=== What needs to be done ===
Starting at the line with "If there is any yellow", transcribe each line through the final one, both included, and add nothing.

-- -- --

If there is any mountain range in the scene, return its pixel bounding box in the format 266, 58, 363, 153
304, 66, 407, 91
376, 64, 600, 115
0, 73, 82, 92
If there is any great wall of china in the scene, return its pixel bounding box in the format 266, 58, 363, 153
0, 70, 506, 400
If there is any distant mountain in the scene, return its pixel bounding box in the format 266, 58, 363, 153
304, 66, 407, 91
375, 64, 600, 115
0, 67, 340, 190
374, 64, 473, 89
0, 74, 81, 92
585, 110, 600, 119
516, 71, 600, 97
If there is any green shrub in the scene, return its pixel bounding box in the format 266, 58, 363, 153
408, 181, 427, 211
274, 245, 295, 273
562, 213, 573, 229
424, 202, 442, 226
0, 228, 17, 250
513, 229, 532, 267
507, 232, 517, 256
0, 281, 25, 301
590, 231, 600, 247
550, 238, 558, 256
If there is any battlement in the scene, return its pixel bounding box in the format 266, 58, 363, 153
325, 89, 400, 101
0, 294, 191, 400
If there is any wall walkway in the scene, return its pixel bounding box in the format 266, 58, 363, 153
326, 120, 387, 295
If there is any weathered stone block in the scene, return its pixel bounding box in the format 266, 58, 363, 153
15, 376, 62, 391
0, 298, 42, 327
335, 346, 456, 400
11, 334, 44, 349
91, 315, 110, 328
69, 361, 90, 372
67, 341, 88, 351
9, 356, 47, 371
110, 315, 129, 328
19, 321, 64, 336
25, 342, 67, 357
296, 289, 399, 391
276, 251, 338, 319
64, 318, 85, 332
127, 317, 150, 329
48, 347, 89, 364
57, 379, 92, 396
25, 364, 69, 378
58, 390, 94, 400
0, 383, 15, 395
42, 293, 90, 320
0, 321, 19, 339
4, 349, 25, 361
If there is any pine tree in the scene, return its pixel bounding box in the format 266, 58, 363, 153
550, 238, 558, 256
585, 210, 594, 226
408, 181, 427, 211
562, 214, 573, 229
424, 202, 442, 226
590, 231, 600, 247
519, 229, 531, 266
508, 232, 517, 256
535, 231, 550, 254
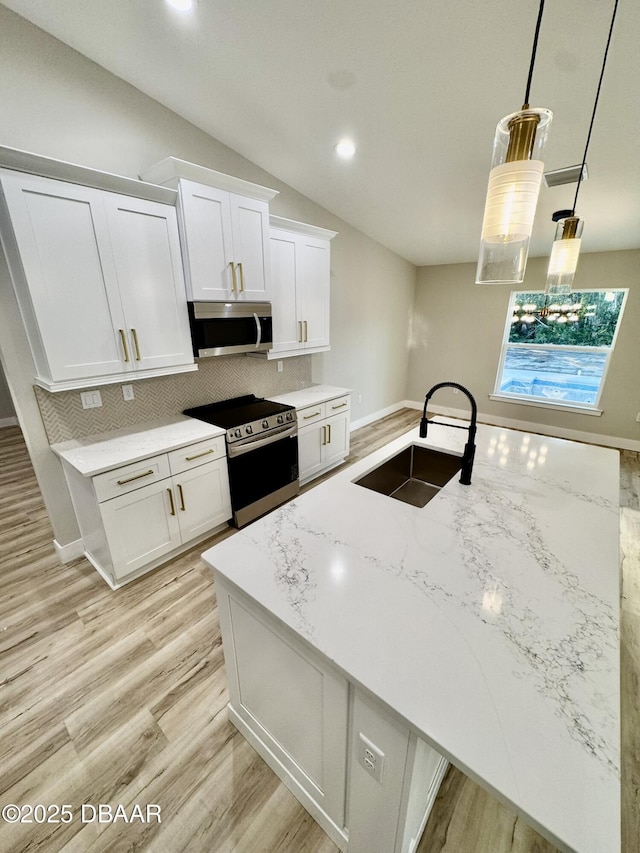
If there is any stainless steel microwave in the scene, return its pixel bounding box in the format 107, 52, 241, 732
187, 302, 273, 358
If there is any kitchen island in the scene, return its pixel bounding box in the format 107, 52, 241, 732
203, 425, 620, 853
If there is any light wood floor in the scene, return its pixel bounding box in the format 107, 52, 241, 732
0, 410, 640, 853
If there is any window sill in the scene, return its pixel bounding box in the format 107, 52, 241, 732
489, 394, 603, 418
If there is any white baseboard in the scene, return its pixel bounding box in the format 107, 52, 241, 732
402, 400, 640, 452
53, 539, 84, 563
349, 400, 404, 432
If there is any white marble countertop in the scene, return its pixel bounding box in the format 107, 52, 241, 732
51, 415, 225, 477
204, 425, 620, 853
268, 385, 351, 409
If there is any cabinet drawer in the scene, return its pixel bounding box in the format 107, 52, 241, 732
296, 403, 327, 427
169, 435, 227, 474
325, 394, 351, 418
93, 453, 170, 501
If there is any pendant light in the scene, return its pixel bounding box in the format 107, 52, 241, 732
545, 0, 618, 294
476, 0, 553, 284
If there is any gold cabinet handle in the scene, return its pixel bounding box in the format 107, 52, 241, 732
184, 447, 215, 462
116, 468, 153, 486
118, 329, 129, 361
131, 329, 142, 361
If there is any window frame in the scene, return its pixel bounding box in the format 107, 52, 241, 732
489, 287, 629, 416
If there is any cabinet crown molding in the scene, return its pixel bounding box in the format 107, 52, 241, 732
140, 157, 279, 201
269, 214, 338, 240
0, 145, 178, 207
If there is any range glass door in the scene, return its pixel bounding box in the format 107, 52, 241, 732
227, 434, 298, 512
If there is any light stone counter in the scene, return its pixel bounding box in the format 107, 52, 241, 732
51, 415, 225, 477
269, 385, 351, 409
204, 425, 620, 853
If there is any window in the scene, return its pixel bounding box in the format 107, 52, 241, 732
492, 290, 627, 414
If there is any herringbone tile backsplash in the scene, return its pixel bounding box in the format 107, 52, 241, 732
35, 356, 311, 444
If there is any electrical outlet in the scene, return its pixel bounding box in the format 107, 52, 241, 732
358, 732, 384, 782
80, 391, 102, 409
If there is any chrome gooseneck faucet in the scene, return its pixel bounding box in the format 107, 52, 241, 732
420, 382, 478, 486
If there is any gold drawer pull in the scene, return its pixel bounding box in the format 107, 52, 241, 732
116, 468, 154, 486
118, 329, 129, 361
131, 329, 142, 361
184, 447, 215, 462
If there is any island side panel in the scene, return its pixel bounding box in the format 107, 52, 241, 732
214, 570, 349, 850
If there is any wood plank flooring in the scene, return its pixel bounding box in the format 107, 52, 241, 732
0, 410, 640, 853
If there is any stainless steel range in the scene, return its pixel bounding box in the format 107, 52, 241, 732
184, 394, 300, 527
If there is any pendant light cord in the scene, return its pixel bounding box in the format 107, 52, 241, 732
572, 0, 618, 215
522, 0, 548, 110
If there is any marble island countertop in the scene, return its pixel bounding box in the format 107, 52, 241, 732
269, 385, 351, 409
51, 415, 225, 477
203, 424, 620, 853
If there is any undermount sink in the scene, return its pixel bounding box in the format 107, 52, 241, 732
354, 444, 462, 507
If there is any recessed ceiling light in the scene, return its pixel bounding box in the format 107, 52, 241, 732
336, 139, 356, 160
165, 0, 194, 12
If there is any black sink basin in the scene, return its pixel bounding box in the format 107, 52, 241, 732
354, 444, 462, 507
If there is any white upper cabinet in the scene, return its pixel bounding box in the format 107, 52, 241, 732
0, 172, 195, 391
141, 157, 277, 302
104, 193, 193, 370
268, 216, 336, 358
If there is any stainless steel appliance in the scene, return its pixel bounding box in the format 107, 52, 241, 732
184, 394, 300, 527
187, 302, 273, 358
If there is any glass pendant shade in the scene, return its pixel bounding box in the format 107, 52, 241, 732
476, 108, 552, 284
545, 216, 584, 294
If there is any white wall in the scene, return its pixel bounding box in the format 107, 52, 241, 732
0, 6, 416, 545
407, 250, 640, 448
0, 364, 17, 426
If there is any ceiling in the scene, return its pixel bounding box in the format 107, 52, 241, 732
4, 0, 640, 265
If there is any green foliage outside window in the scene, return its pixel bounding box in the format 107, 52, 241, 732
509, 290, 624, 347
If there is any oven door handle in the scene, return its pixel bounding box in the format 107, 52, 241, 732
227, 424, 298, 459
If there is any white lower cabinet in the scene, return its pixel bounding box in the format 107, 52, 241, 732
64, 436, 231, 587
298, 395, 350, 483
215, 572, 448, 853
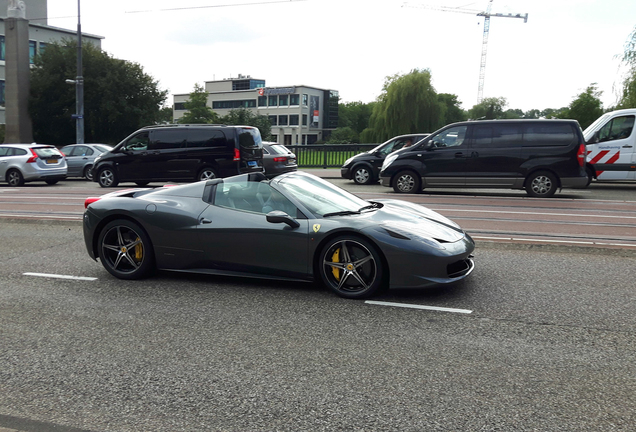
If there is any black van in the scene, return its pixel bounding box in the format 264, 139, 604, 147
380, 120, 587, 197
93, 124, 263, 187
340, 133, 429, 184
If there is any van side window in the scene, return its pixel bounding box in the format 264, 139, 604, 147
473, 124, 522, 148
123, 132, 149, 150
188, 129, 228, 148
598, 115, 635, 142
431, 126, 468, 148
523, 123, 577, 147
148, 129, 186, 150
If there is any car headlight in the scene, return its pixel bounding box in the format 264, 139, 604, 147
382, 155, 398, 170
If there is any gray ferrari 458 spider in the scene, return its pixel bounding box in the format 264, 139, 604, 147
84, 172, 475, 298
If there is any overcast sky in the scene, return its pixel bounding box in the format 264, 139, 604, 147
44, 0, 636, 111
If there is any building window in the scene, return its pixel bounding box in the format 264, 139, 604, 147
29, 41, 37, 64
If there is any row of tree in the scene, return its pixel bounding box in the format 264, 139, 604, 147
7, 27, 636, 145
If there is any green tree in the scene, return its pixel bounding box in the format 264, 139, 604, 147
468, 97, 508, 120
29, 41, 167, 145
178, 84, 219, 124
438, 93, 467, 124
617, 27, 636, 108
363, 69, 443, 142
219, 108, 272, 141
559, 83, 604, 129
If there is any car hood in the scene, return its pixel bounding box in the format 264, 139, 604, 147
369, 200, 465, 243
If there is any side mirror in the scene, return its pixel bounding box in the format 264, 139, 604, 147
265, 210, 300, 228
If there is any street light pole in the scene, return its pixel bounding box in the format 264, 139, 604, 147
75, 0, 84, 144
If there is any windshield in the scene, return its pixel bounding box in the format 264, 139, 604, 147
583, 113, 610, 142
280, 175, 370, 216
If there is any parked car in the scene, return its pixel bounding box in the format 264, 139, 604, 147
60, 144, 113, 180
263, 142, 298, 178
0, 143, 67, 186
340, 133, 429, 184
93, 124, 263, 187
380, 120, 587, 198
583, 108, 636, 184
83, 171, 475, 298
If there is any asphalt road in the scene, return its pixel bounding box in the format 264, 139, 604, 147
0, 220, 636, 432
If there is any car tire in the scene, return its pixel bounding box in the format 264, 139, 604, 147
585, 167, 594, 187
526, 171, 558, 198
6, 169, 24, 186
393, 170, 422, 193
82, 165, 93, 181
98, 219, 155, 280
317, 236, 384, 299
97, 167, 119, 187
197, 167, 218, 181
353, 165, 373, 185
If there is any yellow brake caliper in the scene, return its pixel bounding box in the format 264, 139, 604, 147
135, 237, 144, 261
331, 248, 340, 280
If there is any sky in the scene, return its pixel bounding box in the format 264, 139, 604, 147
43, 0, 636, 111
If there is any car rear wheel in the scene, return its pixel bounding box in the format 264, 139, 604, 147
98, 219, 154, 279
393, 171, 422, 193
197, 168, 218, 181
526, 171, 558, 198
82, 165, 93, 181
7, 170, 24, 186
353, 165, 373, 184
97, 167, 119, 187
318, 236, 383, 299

-- -- --

=== Written answer ===
If there is any yellow brake caliper in the scene, return its pixel bounding box in the format 264, 139, 604, 147
135, 237, 144, 261
331, 248, 340, 280
If there is any sky in the scene, return its pixel bounding box in the format 264, 139, 604, 147
43, 0, 636, 111
If there is any car rear wheel in the scene, return its pixel bounding box in the format 264, 139, 604, 147
98, 219, 154, 279
393, 171, 422, 193
197, 168, 218, 181
526, 171, 558, 198
82, 165, 93, 181
7, 170, 24, 186
353, 165, 373, 184
97, 167, 119, 187
318, 236, 383, 299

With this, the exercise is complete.